** Study text **
== Segment start ==
STEM Shoutout: Dr. Christine Le

Dr. Christine Le joins UNM’s department of chemistry and chemical biology 

Dr. Christine Le will be joining the Department of Chemistry and Chemical Biology as a new assistant professor in fall 2019. 

Originally a postdoctoral researcher at UC Berkeley, Le brings her knowledge and interest in reaction and catalyst development to UNM’s campus where her research group, The Le Group at UNM, will advance the synthesis of biologically relevant small molecules using innovative organic chemistry tools. 

“My research interests involve understanding how catalysts can be designed to enable very challenging chemical transformations. By harnessing novel reactivity, my goal is to develop efficient, reliable and scalable methods to synthesize chemical structures typically encountered in pharmaceutical drugs. Much like the enzymes that regulate our daily bodily functions, catalysts speed up chemical reactions in the laboratory to enable chemical transformations that would not otherwise be possible,” Le said. 

During her graduate and postdoctoral studies, her catalyst-driven research has been funded by the National Sciences and Engineering Research Council of Canada through multiple scholarship programs. These include the Julie Payette Research Scholarship, in which Le was a top 24 applicant. Le also was awarded the Alexander Graham Bell Canada Graduate Scholarship, and the NSERC Postdoctoral Fellowship where she was recognized as a top-ranked female awardee.

“I like to think of myself as a “molecular architect” with the ability to design creative ways to break down and build up complex molecules in an efficient manner. The ability to discover new reactions every day is, in my opinion, the most exciting aspect of organic chemistry and the potential application of these molecules as life-saving therapeutics makes this research area even more rewarding,” Le said. 

Le’s  research contributions has also been recognized by Forbes and Scientific American in their Top 30 Under 30 List in Science and Chemistry. 

Le cites the global warming crisis and depletion of Earth’s natural resources as her main motivator to design greener chemical processes that reduce or eliminate the production of hazardous waste.

“Developing new catalytic reactions is important because catalysts can often be reused on the industrial scale, making manufacturing processes more efficient— saving time, money, and valuable resources,” Le said.
== Segment end ==
** Records provided **
== Segment start ==
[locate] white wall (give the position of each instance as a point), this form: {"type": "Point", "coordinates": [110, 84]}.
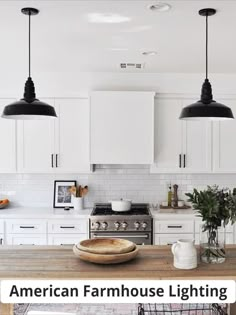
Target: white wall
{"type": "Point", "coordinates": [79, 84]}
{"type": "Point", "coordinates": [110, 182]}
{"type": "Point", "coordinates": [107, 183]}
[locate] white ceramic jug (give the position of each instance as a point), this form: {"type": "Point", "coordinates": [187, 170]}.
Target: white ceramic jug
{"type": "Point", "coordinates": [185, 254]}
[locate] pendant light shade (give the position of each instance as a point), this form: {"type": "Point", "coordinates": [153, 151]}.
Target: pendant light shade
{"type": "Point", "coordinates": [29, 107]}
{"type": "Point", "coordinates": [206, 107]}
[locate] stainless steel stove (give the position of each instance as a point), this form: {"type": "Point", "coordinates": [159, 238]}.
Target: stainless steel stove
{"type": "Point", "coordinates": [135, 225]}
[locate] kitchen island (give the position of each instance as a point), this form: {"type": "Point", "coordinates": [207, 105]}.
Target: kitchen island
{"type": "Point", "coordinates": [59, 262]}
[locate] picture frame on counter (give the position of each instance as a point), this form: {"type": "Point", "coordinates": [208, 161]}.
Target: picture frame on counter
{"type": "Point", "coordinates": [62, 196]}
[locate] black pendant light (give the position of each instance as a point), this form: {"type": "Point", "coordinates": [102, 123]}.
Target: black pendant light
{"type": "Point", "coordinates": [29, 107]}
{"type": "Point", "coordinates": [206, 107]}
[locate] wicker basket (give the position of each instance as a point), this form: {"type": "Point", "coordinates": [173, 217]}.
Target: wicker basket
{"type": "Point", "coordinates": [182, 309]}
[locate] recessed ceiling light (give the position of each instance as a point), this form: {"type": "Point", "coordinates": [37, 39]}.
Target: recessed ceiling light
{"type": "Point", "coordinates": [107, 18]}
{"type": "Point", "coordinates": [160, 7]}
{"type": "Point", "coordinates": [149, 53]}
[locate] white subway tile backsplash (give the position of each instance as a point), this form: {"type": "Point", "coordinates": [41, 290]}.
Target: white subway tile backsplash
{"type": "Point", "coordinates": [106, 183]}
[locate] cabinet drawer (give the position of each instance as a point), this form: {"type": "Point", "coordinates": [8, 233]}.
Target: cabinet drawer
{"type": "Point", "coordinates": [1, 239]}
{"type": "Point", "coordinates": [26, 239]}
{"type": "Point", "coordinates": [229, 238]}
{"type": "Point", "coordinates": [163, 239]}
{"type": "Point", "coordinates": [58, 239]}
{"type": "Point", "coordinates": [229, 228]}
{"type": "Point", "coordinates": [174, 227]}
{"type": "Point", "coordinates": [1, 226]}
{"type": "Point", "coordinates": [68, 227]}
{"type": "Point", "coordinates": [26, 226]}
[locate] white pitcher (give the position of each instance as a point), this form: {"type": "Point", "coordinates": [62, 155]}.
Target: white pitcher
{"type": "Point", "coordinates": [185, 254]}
== Segment end ==
== Segment start ==
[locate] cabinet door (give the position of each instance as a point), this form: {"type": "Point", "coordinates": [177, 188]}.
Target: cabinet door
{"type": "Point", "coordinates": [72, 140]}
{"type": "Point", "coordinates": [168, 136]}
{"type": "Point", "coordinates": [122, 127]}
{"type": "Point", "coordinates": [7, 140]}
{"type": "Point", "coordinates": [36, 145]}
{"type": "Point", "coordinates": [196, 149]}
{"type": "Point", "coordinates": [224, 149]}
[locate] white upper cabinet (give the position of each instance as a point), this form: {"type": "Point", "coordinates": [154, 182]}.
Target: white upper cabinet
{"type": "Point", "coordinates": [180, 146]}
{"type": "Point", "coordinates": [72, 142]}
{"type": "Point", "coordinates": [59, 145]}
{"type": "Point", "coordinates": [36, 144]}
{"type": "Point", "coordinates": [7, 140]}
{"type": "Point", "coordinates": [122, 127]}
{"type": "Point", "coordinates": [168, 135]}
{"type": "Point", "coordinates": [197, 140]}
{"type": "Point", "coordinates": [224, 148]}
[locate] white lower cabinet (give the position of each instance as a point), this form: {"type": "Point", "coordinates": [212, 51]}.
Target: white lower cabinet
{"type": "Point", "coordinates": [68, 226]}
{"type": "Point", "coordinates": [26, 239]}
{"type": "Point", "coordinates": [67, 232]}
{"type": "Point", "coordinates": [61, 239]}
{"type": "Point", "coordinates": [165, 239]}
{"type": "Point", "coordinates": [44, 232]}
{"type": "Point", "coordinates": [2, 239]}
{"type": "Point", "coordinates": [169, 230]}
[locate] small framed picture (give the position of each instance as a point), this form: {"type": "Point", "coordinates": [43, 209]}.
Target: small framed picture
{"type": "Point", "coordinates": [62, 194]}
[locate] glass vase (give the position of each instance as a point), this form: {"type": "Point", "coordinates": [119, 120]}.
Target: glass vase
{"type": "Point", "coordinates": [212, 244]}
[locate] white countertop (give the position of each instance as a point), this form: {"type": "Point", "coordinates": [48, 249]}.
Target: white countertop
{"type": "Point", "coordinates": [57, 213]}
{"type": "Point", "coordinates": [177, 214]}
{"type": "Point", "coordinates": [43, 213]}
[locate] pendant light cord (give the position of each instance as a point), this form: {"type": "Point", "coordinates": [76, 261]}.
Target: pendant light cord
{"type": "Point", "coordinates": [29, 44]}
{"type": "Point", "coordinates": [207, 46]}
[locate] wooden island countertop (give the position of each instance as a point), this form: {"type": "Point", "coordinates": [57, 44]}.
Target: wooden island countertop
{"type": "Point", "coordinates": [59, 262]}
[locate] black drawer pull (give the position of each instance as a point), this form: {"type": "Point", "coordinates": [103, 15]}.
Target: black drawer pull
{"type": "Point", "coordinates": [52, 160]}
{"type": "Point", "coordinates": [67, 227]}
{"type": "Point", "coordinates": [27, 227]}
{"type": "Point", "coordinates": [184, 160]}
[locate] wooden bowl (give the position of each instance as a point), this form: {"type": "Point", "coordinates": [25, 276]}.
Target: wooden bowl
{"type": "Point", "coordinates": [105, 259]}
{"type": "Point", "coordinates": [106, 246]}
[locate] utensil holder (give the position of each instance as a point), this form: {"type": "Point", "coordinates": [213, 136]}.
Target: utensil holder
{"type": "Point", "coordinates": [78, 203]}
== Segment end ==
** Task instructions **
1) Retype the portion of the Christine Le profile above that begins at the words "Originally a postdoctoral" and stops after "organic chemistry tools.".
2) According to the Christine Le profile, what position will she take in the Department of Chemistry and Chemical Biology, and when?

** Solutions below **
1)
Originally a postdoctoral researcher at UC Berkeley, Le brings her knowledge and interest in reaction and catalyst development to UNM’s campus where her research group, The Le Group at UNM, will advance the synthesis of biologically relevant small molecules using innovative organic chemistry tools.

2) She will join as a new assistant professor in fall 2019.